BEGIN Data

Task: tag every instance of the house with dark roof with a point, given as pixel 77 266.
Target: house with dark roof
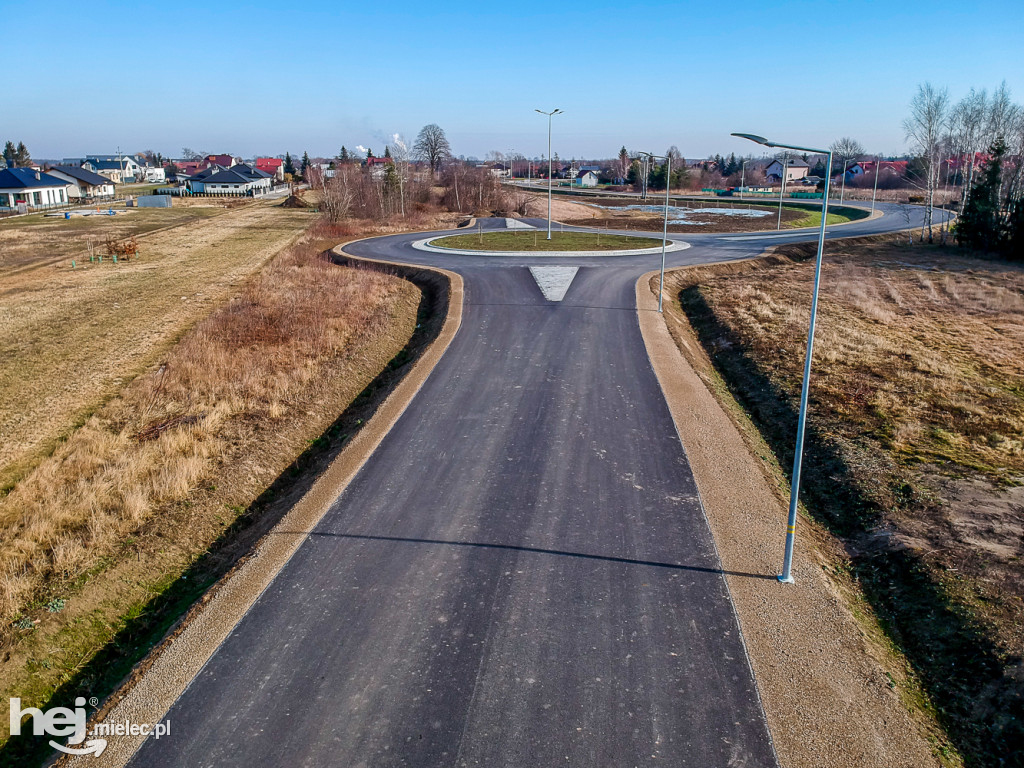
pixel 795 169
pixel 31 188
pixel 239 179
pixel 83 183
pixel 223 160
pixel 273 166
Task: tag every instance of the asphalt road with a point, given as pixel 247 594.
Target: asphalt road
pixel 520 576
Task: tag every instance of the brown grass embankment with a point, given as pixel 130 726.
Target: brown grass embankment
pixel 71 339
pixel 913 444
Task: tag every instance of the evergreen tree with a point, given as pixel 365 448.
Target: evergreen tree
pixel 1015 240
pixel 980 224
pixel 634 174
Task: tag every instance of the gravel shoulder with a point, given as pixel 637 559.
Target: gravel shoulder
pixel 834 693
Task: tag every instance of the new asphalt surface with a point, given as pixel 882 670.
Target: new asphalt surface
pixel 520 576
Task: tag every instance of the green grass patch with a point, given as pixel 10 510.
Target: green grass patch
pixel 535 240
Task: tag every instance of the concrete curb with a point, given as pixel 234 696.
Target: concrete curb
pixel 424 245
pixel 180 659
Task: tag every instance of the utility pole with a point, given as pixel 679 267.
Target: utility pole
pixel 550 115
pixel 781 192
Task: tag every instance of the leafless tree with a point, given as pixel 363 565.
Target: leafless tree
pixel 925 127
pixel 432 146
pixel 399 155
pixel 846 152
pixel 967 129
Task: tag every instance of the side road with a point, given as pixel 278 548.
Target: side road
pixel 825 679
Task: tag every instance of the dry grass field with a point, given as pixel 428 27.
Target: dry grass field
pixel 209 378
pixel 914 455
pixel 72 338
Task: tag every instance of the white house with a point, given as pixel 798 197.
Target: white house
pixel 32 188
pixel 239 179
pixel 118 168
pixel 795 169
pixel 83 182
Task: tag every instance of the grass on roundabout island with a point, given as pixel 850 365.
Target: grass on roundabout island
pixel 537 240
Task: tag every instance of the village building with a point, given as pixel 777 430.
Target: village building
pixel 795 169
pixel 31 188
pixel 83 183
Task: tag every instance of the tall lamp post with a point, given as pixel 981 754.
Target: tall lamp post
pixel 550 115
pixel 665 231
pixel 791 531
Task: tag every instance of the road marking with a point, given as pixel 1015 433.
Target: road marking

END Data

▶ **Requirement**: Return the entries verbatim without images.

▶ **Response**:
Task: tag every instance of the house with dark roof with a point, given as pixel 77 266.
Target: house with dark roof
pixel 795 169
pixel 31 188
pixel 239 179
pixel 83 183
pixel 223 160
pixel 273 166
Task: tag every instance of the asphalt road with a point, given as pixel 247 594.
Target: asphalt road
pixel 520 576
Task: tag every instance of the brown grass embankment with a point, given as pixel 130 726.
Target: brown grass embankment
pixel 71 339
pixel 913 444
Task: tag every instance of the evergreen tree with a point, given as pixel 365 448.
Target: evergreen tree
pixel 1015 240
pixel 980 224
pixel 634 174
Task: tag every instance of the gravel shoulder with a point, given as pixel 637 559.
Target: gravel shoulder
pixel 834 693
Task: tag every instance of the new asphalt surface with a point, given as pixel 882 670.
Target: new asphalt surface
pixel 520 576
Task: tag every instance of the green grass patch with a point, given as pixel 10 510.
Target: green grass patch
pixel 535 240
Task: tag every instance of the concrete curb with a point, given as pixel 234 696.
Target: concrete curb
pixel 424 245
pixel 180 659
Task: tag every instance of the utility pole with a point, given as pixel 679 267.
Target: utility pole
pixel 550 115
pixel 781 192
Task: tag every instance of the leafless tree with a point, given as pixel 363 565.
Target: leafless tree
pixel 925 127
pixel 432 146
pixel 399 155
pixel 846 152
pixel 967 129
Task: tag every instance of the side road with a point, given as pixel 278 548.
Target: side road
pixel 825 679
Task: tag every instance of the dry grass field with a point, given as pixel 428 27.
Target: dry grass field
pixel 209 378
pixel 914 455
pixel 72 338
Task: tag every instance of the white house with a point, given as pixel 798 197.
Target: white house
pixel 32 188
pixel 239 179
pixel 118 168
pixel 795 169
pixel 83 182
Task: tag every instance of the grass on roundabout island with a point, given as pixel 850 365.
Target: grass on roundabout island
pixel 537 240
Task: tag every instance of the village building with a point, given as pixel 777 430.
Target: village building
pixel 795 169
pixel 31 188
pixel 83 183
Task: tag every instance of the tall lamp post with a point, given as pixel 981 754.
Target: tall lamp post
pixel 550 115
pixel 665 231
pixel 791 531
Task: tag every instance of the road marking with a point, given as pixel 1015 433.
Target: road marking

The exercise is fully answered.